What you should do: Go through the entries below. Copy each line in which "column" appears.

Data extract:
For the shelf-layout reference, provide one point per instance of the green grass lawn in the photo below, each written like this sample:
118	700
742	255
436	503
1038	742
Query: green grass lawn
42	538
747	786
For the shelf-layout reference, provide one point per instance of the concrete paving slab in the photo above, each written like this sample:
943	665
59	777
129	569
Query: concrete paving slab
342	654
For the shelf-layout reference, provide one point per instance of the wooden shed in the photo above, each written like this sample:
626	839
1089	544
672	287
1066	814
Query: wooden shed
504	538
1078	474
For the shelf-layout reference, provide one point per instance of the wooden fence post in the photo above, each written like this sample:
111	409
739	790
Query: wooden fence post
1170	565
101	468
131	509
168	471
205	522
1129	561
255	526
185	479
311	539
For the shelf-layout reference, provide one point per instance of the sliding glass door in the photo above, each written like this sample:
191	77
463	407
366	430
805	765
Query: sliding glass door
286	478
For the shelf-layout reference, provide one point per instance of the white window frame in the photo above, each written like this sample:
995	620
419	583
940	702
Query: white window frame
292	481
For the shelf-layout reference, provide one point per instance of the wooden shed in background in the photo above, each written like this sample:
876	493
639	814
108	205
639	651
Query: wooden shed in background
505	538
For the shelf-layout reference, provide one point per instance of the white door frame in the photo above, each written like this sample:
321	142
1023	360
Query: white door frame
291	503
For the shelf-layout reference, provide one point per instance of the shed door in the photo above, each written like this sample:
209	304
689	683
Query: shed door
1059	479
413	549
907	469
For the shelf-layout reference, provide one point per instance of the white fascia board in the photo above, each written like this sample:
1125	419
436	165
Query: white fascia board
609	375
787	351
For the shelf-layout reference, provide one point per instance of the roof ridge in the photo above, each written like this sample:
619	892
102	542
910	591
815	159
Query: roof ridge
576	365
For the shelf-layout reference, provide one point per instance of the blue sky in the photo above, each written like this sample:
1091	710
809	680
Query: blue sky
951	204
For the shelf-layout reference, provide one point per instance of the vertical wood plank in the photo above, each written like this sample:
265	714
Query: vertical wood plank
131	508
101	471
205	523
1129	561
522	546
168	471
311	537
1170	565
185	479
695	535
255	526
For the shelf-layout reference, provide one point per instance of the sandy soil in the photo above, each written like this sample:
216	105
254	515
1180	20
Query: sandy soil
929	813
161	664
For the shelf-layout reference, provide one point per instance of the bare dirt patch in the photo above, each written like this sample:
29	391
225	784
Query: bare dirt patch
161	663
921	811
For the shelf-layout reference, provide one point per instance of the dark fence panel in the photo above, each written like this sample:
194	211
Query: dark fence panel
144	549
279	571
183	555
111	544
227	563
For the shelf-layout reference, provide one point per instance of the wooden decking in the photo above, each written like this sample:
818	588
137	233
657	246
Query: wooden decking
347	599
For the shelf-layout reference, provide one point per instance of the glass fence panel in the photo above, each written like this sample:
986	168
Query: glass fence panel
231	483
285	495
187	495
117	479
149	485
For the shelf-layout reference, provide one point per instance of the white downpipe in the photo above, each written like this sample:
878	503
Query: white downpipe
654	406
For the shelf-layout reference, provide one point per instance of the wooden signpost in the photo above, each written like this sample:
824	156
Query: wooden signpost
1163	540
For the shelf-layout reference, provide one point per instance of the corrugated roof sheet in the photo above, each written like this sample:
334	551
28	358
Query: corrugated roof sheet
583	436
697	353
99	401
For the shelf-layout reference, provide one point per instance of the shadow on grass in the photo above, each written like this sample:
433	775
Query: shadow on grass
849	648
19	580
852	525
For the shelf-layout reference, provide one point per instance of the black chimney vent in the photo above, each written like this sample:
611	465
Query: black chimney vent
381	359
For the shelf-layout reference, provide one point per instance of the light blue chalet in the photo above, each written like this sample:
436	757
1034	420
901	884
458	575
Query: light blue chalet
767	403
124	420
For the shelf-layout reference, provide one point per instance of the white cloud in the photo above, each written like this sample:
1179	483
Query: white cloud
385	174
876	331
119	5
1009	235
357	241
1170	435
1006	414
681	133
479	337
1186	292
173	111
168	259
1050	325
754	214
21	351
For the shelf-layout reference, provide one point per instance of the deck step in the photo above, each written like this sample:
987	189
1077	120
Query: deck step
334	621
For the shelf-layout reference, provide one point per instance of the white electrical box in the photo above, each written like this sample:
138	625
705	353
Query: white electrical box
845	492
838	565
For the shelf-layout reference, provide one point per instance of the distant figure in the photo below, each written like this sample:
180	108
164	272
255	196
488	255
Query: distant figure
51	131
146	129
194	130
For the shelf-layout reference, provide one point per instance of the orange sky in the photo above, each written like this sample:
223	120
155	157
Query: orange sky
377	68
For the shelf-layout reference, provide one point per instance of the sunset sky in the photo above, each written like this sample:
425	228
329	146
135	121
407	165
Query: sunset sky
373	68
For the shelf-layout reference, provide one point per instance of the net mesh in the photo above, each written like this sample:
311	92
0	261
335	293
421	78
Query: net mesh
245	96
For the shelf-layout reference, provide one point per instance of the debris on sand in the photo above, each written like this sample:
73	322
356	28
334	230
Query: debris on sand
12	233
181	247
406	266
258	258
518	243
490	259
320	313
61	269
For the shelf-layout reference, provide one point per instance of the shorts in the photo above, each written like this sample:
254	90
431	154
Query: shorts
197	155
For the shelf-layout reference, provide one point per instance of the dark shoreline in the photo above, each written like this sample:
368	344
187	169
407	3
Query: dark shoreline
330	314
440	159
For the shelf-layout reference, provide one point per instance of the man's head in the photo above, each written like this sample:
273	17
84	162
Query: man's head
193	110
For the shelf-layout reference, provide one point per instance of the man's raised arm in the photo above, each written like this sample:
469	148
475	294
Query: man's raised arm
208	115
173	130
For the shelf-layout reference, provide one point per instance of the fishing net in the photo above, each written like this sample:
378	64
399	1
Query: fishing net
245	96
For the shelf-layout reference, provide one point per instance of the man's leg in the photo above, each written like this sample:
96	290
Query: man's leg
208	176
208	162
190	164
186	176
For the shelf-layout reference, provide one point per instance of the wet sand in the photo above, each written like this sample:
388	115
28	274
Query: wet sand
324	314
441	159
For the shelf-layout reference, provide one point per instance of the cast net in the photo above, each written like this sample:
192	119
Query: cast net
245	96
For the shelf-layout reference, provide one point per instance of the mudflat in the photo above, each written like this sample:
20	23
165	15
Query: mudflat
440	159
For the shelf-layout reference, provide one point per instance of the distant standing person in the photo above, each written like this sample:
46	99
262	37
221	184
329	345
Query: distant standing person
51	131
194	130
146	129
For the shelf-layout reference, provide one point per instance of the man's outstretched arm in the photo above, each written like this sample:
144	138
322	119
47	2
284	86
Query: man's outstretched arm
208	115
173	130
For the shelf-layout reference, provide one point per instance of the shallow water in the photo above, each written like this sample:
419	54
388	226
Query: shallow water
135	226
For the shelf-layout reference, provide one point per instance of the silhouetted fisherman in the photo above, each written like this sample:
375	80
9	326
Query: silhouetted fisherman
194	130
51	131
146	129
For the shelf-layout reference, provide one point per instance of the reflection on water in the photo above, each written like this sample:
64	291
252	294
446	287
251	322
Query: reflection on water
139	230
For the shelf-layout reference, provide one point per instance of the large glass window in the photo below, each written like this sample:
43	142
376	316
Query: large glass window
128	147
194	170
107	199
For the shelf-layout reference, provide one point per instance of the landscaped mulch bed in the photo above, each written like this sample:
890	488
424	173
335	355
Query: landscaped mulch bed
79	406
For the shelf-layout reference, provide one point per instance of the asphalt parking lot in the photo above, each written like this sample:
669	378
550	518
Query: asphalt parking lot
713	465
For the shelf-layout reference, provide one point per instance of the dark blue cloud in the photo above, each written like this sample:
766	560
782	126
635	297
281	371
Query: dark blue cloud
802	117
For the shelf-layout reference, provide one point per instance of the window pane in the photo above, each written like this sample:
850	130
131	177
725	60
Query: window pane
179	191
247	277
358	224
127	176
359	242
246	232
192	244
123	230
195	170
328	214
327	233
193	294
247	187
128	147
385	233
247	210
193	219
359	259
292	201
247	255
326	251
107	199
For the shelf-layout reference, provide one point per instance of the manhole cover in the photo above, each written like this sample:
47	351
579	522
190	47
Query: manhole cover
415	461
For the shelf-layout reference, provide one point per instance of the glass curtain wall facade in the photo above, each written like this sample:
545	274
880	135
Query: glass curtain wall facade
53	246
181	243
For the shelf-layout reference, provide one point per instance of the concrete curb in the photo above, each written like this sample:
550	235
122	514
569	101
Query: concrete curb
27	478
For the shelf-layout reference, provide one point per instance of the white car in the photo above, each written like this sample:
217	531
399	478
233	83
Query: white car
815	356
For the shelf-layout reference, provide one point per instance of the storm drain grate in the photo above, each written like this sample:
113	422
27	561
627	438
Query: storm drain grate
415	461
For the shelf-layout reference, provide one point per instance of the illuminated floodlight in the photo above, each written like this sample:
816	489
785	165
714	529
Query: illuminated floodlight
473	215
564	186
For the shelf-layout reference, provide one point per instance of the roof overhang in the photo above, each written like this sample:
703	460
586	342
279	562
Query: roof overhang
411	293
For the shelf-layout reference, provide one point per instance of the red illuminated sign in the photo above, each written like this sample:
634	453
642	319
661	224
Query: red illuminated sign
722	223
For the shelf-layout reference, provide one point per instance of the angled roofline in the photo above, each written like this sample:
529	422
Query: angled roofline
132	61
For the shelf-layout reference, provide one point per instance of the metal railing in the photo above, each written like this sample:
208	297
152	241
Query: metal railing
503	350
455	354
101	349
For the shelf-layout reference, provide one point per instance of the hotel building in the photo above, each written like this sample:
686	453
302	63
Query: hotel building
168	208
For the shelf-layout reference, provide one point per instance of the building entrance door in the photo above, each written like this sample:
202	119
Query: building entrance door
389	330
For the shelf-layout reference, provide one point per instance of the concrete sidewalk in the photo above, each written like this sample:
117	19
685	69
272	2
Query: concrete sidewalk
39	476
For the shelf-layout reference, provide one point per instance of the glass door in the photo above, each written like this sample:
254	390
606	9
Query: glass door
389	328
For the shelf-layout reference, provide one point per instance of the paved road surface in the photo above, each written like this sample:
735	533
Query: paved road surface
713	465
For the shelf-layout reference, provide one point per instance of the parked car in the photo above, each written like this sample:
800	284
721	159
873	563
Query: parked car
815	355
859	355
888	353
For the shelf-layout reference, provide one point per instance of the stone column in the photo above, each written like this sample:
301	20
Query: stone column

Answer section:
For the shelf-layout reference, provide one point per instance of the stone column in the photo above, each written like this sample:
Query: stone column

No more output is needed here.